Your instructions:
In the text on Earth's orbit and solar heat, how long does a complete cycle of changes in the orbit's eccentricity take?

Page text:
2. Materials and methods
The amount of solar radiation at some point in the Earth depends on latitude, season, and position of the Earth in its orbit relative to the sun. The first two parameters (latitude and date) by themselves do not affect the lighting. Changes in the amount of heat depends on the variations in the Earth's orbital parameters (its position relative to the Sun), and they are well known.
This is, firstly, the variation of eccentricity (ellipticity) of the orbit of the Earth, which, due to changes in distance between the Sun and Earth, affects the total amount of heat coming to the Earth. If you change the eccentricity, the amount of heat falling on the Earth, will also change as at aphelion the Earth moves away from the Sun and at the perihelion is approaching. The greater the eccentricity, the greater the amplitude of the change.
Secondly, it is the variation of the angle of inclination of the Earth's axis. They determine the contrast of seasonal differences. By increasing of angle the contrast increases, with decreasing - will decrease.
And third, the shift of the equinoxes (the precession of the equinoxes), which leads to the fact that the position of the northern and southern hemispheres of the Earth relative to the Sun at any point in the Earth's orbit (including at perihelion, aphelion, spring and fall equinoxes) during halftime of the precession is reversed.
A complete cycle of changes in the eccentricity is completed within 92 thousand years. The period of tilting the Earth's axis is 40 thousand years. The cycle of the precession of the equinoxes is 26,000 years (Verhoogen, et al, 1970).
Winter comes twice a year on the planet. One time it is in the northern hemisphere and one time - in the south one. If any astronomical effect (other things being equal) lowers the temperature in winter, it will lead to an increase the distribution of snow and ice cover in a hemisphere, where there is a decrease in temperature. As a result, due to increased reflectivity (that the snow may have up to 80%), any amount of radiant solar energy is reflected back into space. The consequence will be an increase in the duration of the winter season, since the amount of solar radiation absorbed by the Earth, reduced. Thus, any decrease in winter temperatures triggers a positive feedback in the form of increasing the albedo, which further lowers the temperature and increases the duration of winter.

Material supplied:
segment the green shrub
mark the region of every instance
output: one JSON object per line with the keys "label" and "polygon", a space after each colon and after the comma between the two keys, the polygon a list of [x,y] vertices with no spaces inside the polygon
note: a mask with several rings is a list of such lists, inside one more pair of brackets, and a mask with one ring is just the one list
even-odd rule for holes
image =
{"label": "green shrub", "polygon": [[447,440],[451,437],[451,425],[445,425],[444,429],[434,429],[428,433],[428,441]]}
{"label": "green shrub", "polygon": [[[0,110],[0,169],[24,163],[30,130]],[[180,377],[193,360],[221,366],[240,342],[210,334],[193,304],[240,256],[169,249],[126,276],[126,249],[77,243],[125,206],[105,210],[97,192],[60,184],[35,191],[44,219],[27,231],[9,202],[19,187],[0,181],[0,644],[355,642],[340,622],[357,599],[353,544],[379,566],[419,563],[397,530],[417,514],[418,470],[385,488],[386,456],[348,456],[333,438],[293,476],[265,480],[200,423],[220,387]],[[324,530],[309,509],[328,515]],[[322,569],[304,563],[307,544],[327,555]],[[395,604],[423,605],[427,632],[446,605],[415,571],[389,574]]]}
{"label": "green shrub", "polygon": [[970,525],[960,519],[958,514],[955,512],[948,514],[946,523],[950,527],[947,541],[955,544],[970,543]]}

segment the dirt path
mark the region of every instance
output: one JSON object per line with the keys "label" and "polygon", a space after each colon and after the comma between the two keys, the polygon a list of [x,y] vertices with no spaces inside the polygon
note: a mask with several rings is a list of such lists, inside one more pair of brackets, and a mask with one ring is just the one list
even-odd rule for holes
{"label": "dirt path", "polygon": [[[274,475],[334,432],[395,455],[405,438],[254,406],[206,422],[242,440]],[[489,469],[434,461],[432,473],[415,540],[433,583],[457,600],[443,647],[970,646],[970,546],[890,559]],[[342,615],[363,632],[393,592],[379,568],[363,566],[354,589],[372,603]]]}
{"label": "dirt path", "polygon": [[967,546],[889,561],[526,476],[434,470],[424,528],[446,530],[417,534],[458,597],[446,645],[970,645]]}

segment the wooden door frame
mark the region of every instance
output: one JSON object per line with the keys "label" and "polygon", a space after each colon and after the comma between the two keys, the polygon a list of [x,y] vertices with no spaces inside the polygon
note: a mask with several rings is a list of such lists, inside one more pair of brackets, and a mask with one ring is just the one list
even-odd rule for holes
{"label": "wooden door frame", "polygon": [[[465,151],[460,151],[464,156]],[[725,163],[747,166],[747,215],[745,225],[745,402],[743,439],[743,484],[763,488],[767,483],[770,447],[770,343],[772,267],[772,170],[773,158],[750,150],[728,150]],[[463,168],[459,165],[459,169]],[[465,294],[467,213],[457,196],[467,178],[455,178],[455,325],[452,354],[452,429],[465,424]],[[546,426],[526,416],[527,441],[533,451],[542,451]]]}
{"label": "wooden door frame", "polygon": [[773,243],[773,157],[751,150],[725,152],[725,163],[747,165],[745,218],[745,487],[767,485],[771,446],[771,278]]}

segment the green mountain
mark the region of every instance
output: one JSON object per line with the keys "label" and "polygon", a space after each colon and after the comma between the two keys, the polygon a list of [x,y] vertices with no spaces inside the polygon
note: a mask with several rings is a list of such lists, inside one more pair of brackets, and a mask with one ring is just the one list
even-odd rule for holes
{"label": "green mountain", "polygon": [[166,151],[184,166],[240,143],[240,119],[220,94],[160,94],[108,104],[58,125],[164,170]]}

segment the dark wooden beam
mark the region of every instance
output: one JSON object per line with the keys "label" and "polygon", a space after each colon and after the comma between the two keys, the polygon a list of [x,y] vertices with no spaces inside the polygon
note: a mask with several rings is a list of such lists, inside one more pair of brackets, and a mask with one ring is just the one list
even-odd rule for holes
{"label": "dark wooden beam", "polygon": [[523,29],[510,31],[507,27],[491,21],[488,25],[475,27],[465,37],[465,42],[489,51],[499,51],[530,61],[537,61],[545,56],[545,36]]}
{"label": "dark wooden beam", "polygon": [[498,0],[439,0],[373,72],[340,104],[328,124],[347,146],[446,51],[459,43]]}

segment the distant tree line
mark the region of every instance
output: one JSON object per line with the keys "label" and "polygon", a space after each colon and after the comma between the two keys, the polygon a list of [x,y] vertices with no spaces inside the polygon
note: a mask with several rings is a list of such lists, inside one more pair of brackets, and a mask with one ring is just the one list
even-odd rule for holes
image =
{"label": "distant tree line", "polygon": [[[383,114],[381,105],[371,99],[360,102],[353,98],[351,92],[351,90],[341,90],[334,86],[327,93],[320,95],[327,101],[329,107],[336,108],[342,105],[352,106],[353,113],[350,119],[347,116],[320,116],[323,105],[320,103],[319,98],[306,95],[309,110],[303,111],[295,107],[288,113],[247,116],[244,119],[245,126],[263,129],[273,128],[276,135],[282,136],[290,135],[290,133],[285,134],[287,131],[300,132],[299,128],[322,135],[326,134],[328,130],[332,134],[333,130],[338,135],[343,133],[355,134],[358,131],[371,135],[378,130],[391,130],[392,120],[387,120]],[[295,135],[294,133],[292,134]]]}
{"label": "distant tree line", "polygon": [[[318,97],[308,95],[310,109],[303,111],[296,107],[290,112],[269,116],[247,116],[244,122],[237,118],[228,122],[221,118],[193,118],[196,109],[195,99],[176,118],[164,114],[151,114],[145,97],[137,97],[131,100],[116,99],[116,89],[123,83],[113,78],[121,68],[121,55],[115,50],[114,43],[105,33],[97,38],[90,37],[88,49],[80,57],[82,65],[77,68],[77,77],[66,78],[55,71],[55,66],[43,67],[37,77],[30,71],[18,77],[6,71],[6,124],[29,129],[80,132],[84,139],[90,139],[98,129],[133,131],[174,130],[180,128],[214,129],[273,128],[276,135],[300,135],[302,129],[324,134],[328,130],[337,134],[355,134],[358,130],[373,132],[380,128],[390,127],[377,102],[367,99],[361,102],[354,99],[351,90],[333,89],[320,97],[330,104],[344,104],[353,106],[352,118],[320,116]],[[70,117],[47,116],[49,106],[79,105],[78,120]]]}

The completed task:
92 thousand years.